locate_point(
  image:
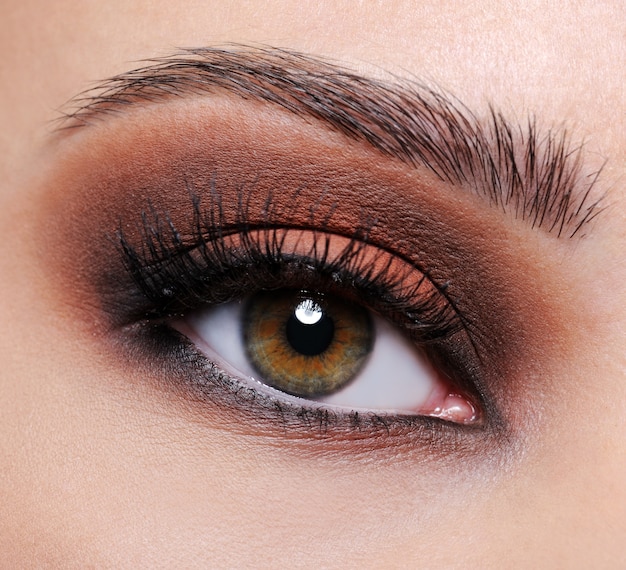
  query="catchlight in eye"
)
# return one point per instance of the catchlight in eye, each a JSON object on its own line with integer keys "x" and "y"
{"x": 324, "y": 349}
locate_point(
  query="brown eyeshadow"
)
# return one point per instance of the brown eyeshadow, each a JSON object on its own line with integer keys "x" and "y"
{"x": 159, "y": 156}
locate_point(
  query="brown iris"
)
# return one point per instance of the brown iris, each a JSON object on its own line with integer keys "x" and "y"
{"x": 304, "y": 343}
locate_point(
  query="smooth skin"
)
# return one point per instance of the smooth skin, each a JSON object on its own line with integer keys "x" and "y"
{"x": 94, "y": 475}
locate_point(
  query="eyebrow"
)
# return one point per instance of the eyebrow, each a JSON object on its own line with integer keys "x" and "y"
{"x": 536, "y": 175}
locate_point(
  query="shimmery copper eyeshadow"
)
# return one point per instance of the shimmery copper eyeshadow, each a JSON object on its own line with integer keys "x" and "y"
{"x": 158, "y": 157}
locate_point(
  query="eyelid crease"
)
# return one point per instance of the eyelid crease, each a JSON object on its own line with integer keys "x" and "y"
{"x": 344, "y": 261}
{"x": 539, "y": 176}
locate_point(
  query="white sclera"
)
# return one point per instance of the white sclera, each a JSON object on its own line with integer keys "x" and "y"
{"x": 395, "y": 377}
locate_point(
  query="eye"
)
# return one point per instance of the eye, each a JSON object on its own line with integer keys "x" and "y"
{"x": 326, "y": 349}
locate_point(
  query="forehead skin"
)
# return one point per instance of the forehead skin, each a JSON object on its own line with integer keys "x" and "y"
{"x": 566, "y": 501}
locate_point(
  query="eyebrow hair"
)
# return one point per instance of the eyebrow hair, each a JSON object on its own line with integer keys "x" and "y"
{"x": 538, "y": 176}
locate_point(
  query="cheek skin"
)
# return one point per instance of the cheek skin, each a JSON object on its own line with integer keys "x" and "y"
{"x": 495, "y": 266}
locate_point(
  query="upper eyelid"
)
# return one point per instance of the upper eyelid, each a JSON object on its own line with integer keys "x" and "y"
{"x": 538, "y": 176}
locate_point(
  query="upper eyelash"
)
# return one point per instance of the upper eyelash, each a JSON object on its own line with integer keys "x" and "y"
{"x": 177, "y": 274}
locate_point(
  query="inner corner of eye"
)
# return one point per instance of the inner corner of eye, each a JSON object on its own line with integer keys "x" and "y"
{"x": 325, "y": 350}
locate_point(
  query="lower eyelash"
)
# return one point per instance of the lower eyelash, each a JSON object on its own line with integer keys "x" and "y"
{"x": 253, "y": 412}
{"x": 219, "y": 260}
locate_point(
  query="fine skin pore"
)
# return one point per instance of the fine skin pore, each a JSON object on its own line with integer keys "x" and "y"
{"x": 113, "y": 455}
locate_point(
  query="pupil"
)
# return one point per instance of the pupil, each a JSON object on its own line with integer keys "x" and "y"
{"x": 310, "y": 331}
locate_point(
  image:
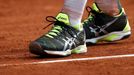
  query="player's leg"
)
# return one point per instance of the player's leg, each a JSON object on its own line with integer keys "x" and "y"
{"x": 107, "y": 22}
{"x": 67, "y": 35}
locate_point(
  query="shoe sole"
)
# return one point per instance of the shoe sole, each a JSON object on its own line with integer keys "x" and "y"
{"x": 111, "y": 37}
{"x": 35, "y": 48}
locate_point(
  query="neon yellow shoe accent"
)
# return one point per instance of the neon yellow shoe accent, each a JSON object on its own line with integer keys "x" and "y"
{"x": 63, "y": 18}
{"x": 94, "y": 6}
{"x": 127, "y": 28}
{"x": 109, "y": 38}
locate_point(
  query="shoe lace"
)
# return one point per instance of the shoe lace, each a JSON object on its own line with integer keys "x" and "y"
{"x": 59, "y": 27}
{"x": 91, "y": 19}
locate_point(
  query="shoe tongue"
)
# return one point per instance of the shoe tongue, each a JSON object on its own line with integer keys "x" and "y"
{"x": 63, "y": 18}
{"x": 96, "y": 8}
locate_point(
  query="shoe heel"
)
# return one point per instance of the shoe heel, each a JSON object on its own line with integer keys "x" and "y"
{"x": 80, "y": 49}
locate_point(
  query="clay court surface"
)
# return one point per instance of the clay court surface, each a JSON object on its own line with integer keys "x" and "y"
{"x": 22, "y": 21}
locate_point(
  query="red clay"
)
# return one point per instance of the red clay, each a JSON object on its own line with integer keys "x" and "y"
{"x": 22, "y": 21}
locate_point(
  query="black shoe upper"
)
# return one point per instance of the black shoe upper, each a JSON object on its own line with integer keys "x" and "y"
{"x": 67, "y": 38}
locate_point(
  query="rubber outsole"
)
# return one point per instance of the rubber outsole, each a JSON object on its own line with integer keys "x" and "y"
{"x": 36, "y": 49}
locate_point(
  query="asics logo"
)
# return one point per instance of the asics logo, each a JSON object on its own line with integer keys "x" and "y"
{"x": 62, "y": 18}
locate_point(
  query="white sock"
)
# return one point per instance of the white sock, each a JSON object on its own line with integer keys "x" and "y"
{"x": 75, "y": 9}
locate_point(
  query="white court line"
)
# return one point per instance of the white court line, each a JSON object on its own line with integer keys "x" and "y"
{"x": 70, "y": 60}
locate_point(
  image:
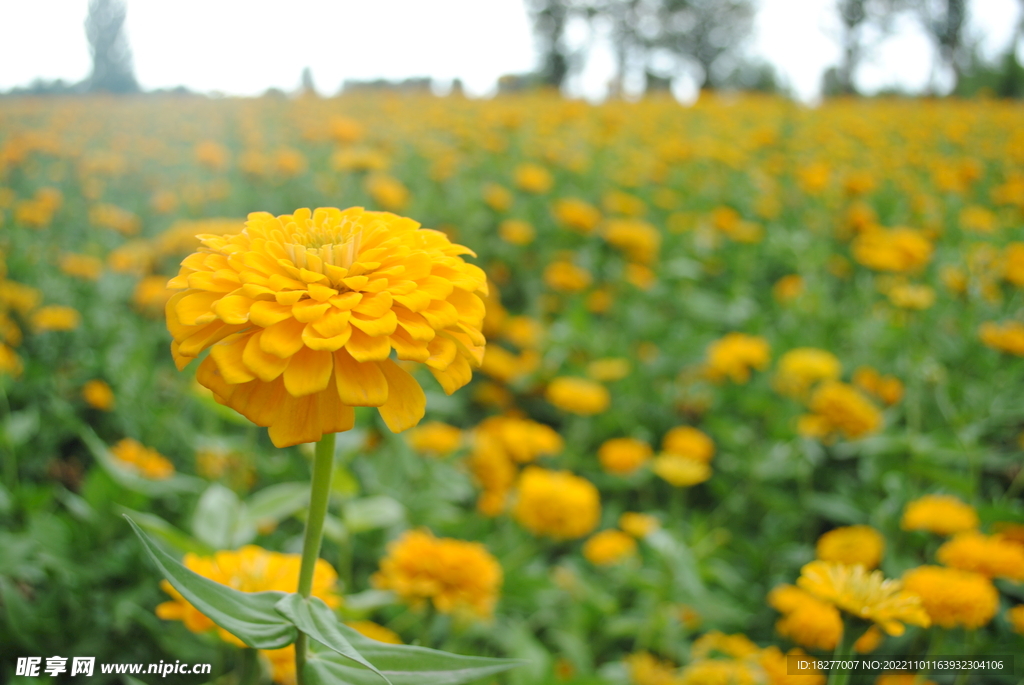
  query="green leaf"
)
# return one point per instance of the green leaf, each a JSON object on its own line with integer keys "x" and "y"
{"x": 221, "y": 520}
{"x": 174, "y": 537}
{"x": 126, "y": 477}
{"x": 316, "y": 619}
{"x": 373, "y": 512}
{"x": 273, "y": 504}
{"x": 248, "y": 615}
{"x": 402, "y": 665}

## What to work on
Keep the pictures out and write out the records exactly.

## Answer to this task
locate_point(
  image:
  query="catchlight in eye"
)
# return one point per instance of the catchlight in eye, each a JSON object on its own line with integer keys "x" and "y"
{"x": 324, "y": 349}
locate_point(
  query="brown eyeshadow"
)
# return one point per instance of the brown eyeshadow, each a JSON object on its own line with integer keys "x" and "y"
{"x": 159, "y": 156}
locate_point(
  query="brown iris"
)
# return one point per instance of the brown iris, each a JSON object on its own line with integer keys "x" and "y"
{"x": 304, "y": 343}
locate_point(
  query="smooth skin"
)
# return one point per instance of the smooth skin, each a JSON object on its own line with integer keys "x" and "y"
{"x": 94, "y": 475}
locate_point(
  query="eyebrow"
)
# return one point per instance of the eyebrow, each a JSON object on its own line with integer keys "x" and "y"
{"x": 536, "y": 175}
locate_point(
  query="shimmery copper eyeshadow"
)
# return one point per instance of the shimmery copper eyeshadow, each a JSON object on its own line with integer keys "x" and "y"
{"x": 158, "y": 157}
locate_point(
  query="eyelid crease"
)
# return one point per instance of the eyelid crease, each a JSON object on its own line with integer keys "x" and "y"
{"x": 344, "y": 261}
{"x": 539, "y": 176}
locate_point(
  query="white sclera"
)
# return one point per instance of the white sclera, each a JSON object on its own line with integer keys "x" and "y"
{"x": 395, "y": 377}
locate_point(
  query="eye"
)
# return one point per instance of the eye, each a JSON object on its own line with integer keys "x" and "y"
{"x": 326, "y": 349}
locate_point(
  query="forehead skin"
)
# return one point per instance of the forehead skin, each a JSON object on its own line with integer keys "x" and "y"
{"x": 566, "y": 501}
locate_point(
  query="eyebrow hair"
)
# return one point per instance of the eyebrow hair, each a JSON object on its own line with integer keys "x" and "y"
{"x": 538, "y": 176}
locate_point(
  query="cheek skin"
)
# return one point per instance of the cheek skin, each a JSON object on its own line with integer keys "x" and "y"
{"x": 495, "y": 266}
locate_point(
  query="upper eyelid"
)
# return one point per instance of the upper eyelid, each a JSON object on its own line with integer keys "x" and "y"
{"x": 538, "y": 176}
locate_point(
  query="upper eyelash"
)
# return one point per instance of the upper eyelash, each a JSON object on its own line with integer keys "x" and "y"
{"x": 177, "y": 274}
locate_point(
  query="inner corner of eye"
)
# return one point per instance of the inner corner of eye, each a JSON object on its own line with integer keys "x" and "y"
{"x": 325, "y": 350}
locate_point(
  query="lower eyelash"
)
# return one point per instance of the lower eyelash, each a JSON object on its own line with integer keys "x" and "y"
{"x": 253, "y": 412}
{"x": 219, "y": 260}
locate_point(
  query="fine skin pore"
)
# return one point per instance of the fine skin pore, each a JSON object on its own line with integer keys "x" and "y"
{"x": 113, "y": 455}
locate_point(
  query="pupil"
)
# return one point per instance of the pupil, each a JSON object on its own line with integer keys "x" and "y"
{"x": 310, "y": 331}
locate_point(
  image:
  query="player's leg"
)
# return one point per instance of the player's leg, each a JSON object on its own line with integer keys "x" and "y"
{"x": 107, "y": 22}
{"x": 67, "y": 35}
locate_point(
  query="shoe sole"
)
# return one point per instance of the shoe sole, each a JSON object on its own line with integer keys "x" and "y"
{"x": 111, "y": 37}
{"x": 35, "y": 48}
locate_point(
  query="neon yellow shoe accent"
)
# return one point per instance of the neon yellow shoe accent, each a JSON object on its own line with integer keys "x" and "y"
{"x": 63, "y": 18}
{"x": 94, "y": 6}
{"x": 127, "y": 28}
{"x": 109, "y": 38}
locate_point(
  query="shoe lace"
)
# return one point per instance of the shoe lace, each a JSON object on its own line with integer keys "x" and "y"
{"x": 59, "y": 27}
{"x": 91, "y": 19}
locate_point(
  query="shoe tongue"
)
# return one point per instance of the shoe tongue, each a JSON object on its own line with integer keys "x" and "y"
{"x": 63, "y": 18}
{"x": 96, "y": 8}
locate_point(
  query="shoe heel"
)
# return one point per instance of the shoe heel, each a JSON object on its own line with integer keys "x" and "y"
{"x": 80, "y": 49}
locate_point(
  query="clay court surface"
)
# return one point per instance of the clay court surface, each a JSON object on its own line with integer keys "x" and "y"
{"x": 22, "y": 21}
locate_point(
  query="red clay"
)
# return one point per instance of the red clay, each a JSON object on its own line with integer keys "x" and "y"
{"x": 22, "y": 21}
locate_point(
  query="black shoe upper"
)
# return one point per instance of the black shoe upper, each a JSON object on its own line with integer keys "x" and "y"
{"x": 67, "y": 38}
locate_point(
  query="rubber outsole"
)
# return one point per instance of the rubber outsole, each a JSON object on its own line with integer keys "x" and "y"
{"x": 36, "y": 49}
locate_point(
  query="asics logo"
)
# return one point per instance of the asics logo, each a JSON object on its own line with integer keys "x" and "y"
{"x": 62, "y": 18}
locate_point(
  query="white sock"
)
# return one point per instance of the white sock, each a JSON object on its own line with integer keys "x" and "y"
{"x": 75, "y": 9}
locate_point(
  query="white court line"
)
# return one point per instance of the white court line, each a JSON object on its own line with integer keys "x" and "y"
{"x": 70, "y": 60}
locate_point(
  image:
  query="green leaf"
)
# return one point per instance of the green leaf, each a JSON object on its own line with integer keys "x" and "y"
{"x": 221, "y": 520}
{"x": 174, "y": 537}
{"x": 126, "y": 477}
{"x": 316, "y": 619}
{"x": 373, "y": 512}
{"x": 273, "y": 504}
{"x": 248, "y": 615}
{"x": 402, "y": 665}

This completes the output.